--- TEXTO DE ESTUDIO ---
□ □ □ □

Escribe Cervantes: "Entre los pecados mayores que los hombres cometen, aunque algunos dicen que es la soberbia, yo digo que es el desagradecimiento, ateniéndome a lo que suele afirmarse: que de los desagradecidos está lleno el infierno". Sin duda las palabras del genio siguen teniendo vigencia porque casi todos continuamos mostrando la misma perplejidad ante un sentimiento que entendemos mal y soportamos peor. La verdadera gratitud, ésa que nace y se ofrece sin pesar, fue siempre disposición rara y tal vez más ahora que nos hemos instalado en la matemática equivalencia de las obligaciones y los derechos.

Quizá ello explique que el no deber nada a nadie aparezca hoy como estado ideal que asegura una vida plácida y resguarda nuestra libertad de cargas gravosas. Ya el hijo pródigo de Rilke no quería ser amado porque ese don le exigía la esclavitud insoportable de tener que agradecer; ni amar tampoco, para no imponer idéntica deuda a los otros. Esa actitud, que implica un amurallamiento del yo y una forma patológica de tejer nuestros vínculos con el prójimo, tiene ahora reforzado y creciente éxito y viene configurando una sociedad que apenas recubre la mera adición de individuos supuestamente autosuficientes y encantados en su solitaria deriva.

La cultura occidental, señala Marina, no valora la gratitud porque se basa en una relación asimétrica, cosa que estúpidamente escandaliza en los tiempos actuales. Por otra parte, y de ahí el desprestigio, nos empeñamos en acoger y enseñar un principio perturbador: nada se recibe sin que se merezca y nada se devuelve sin un punto de humillación.

□ □ □ □

--- PREGUNTAS SOBRE EL TEXTO ---
- 1) Enumera los autores que se mencionan por su nombre en el texto sobre la gratitud.
- 2) Prosigue el texto sobre la gratitud después de su última oración.

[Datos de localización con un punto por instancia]
□ □ □ □

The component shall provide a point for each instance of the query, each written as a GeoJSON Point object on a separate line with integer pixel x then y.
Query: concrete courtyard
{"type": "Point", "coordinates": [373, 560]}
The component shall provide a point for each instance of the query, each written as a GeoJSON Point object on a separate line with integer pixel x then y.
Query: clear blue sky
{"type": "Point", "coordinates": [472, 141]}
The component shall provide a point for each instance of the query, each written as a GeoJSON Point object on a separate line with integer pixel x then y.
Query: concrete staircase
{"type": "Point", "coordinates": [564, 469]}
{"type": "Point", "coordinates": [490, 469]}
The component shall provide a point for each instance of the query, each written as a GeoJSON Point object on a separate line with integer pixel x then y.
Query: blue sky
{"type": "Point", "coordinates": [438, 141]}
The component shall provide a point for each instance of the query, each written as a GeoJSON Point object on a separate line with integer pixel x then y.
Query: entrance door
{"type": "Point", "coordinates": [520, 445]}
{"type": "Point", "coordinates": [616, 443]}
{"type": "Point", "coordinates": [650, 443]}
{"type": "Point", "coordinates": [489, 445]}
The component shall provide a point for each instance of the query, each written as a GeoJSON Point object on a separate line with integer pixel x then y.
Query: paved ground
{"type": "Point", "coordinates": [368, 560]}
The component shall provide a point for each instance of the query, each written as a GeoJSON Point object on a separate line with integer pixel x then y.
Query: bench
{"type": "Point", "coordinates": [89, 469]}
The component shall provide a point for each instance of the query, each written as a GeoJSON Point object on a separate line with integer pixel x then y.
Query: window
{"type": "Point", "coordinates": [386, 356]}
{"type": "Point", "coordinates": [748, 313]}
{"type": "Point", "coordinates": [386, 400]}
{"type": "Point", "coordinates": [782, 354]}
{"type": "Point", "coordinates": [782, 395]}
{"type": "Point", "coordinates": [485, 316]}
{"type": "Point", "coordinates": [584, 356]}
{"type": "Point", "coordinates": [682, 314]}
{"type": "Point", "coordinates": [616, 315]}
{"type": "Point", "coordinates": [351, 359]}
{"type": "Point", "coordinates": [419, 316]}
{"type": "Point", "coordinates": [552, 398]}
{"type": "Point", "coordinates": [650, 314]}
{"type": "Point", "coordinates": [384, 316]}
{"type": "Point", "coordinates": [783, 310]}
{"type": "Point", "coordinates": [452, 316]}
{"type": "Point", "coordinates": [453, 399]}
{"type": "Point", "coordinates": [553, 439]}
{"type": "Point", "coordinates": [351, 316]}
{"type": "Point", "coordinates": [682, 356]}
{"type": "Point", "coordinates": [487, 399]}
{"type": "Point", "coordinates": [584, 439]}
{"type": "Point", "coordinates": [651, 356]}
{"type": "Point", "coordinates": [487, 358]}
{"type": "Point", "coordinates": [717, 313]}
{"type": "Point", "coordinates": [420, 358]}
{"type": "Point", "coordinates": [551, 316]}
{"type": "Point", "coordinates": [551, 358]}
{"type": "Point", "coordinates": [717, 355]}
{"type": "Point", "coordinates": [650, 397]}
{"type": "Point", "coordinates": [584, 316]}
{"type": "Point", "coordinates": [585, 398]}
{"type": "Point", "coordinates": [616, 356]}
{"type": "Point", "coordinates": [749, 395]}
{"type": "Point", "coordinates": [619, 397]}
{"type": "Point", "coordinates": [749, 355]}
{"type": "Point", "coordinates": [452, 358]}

□ □ □ □

--- RESPUESTAS ---
- 1) Cervantes, Rilke y Marina.

- 2)
El año que termina, en el que tantos han entregado sus afanes y su salud a los demás y se han ganado nuestro incondicional reconocimiento, nos recuerda que, frente a ese modelo de gélida contabilidad, es posible y mejor oponer la grandeza apasionante de la compasión, el dar y el darse, el riesgo de una existencia compartida en la que o somos juntos o no somos. En mi última columna del aciago 2020, vaya para ellos, héroes de esta pandemia maldita, el abrazo franco de quien agradece, sin escozor ni reparo, tan inmenso ejemplo de sacrificio y generosidad. Así, desbordadas las absurdas defensas de un mundo receloso y misteriosamente ingrato, acaso sólo nos restaría el elegante y sutil agobio que Nietzsche percibió en las almas delicadas: el de intuir, con cierta vergüenza, que alguien pudiera estarnos agradecido.